[Stored entries]
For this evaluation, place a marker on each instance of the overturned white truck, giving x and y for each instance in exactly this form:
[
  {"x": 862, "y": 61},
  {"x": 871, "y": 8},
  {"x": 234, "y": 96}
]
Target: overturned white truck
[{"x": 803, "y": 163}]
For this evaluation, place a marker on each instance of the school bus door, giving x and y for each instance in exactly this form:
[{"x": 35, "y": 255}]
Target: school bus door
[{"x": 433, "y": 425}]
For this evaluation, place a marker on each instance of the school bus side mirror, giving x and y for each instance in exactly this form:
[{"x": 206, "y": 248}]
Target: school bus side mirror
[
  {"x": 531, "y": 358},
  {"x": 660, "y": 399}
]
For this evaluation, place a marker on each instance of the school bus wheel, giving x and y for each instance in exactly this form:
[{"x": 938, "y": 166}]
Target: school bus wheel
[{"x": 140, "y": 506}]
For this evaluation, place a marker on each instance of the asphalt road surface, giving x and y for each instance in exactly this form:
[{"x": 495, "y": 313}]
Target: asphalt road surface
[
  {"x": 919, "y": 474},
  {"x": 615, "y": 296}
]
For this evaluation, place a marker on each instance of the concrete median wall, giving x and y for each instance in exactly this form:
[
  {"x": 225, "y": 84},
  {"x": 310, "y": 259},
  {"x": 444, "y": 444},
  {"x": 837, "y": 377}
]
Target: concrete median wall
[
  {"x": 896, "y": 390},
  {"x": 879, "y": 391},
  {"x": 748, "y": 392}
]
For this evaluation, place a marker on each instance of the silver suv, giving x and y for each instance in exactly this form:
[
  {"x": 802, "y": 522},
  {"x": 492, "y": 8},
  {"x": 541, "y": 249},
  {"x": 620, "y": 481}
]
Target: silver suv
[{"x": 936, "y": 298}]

GOAL =
Write out the records again, requests included, starting with the line containing "bus wheel, giving" and going on through the end of the records. Reduce every coordinate in the answers by 37, leaving the numbers in the requests and their format samples unchanged.

WORKED ANSWER =
For this evaluation, place a marker on each instance of the school bus wheel, giving x and y for each instance in exactly this form:
[{"x": 938, "y": 166}]
Target: school bus wheel
[{"x": 103, "y": 469}]
For this evaluation, place a marker on each instance of the asphalt road surface, giving x and y for each instance in exactly this form:
[{"x": 495, "y": 313}]
Target: asphalt road surface
[
  {"x": 882, "y": 437},
  {"x": 578, "y": 259}
]
For this evaluation, place a marker on each instance of the concrete median wall, giving x and y for each instance in exactly this form:
[
  {"x": 225, "y": 84},
  {"x": 310, "y": 259},
  {"x": 444, "y": 444},
  {"x": 837, "y": 377}
]
Target: concrete median wall
[
  {"x": 859, "y": 353},
  {"x": 842, "y": 354},
  {"x": 711, "y": 355}
]
For this evaluation, place a marker on each instance of the silver suv, giving x and y for each instance in exactly this form:
[
  {"x": 802, "y": 522},
  {"x": 492, "y": 8},
  {"x": 541, "y": 249},
  {"x": 620, "y": 481}
]
Target: silver suv
[{"x": 899, "y": 261}]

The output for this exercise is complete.